== Segment start ==
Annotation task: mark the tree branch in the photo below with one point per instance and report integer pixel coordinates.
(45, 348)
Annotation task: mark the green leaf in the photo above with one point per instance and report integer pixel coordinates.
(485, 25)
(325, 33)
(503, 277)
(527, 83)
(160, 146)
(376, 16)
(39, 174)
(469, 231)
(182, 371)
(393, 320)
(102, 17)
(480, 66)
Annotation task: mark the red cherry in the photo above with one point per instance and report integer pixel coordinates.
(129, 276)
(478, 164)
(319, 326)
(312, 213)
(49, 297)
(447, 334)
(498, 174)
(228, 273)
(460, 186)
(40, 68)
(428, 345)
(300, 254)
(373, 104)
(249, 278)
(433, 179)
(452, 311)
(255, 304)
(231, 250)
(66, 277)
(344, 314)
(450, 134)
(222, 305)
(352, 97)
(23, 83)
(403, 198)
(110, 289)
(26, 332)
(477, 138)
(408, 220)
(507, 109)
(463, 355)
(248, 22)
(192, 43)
== Segment end ==
Word for word, copy out all the data given above.

RESULT BELOW.
Annotation task: mark the tree branch in the photo below with one point per instance and report integer pixel coordinates.
(45, 348)
Annotation task: mark the green leaf in the photo above with one point per instance and report integer pixel coordinates.
(485, 25)
(325, 33)
(503, 277)
(527, 83)
(160, 146)
(376, 16)
(39, 174)
(469, 231)
(182, 371)
(393, 320)
(102, 17)
(480, 66)
Annotation task: mark the red cherry in the photo above with one point per instance and report integer pixel coordinates.
(129, 276)
(478, 164)
(319, 326)
(312, 213)
(49, 297)
(447, 334)
(498, 174)
(228, 273)
(460, 186)
(40, 68)
(428, 345)
(300, 254)
(373, 104)
(249, 278)
(433, 179)
(452, 311)
(255, 304)
(231, 250)
(66, 277)
(344, 314)
(450, 134)
(222, 305)
(352, 97)
(23, 83)
(403, 198)
(110, 289)
(26, 332)
(477, 138)
(408, 220)
(507, 109)
(463, 355)
(248, 22)
(192, 43)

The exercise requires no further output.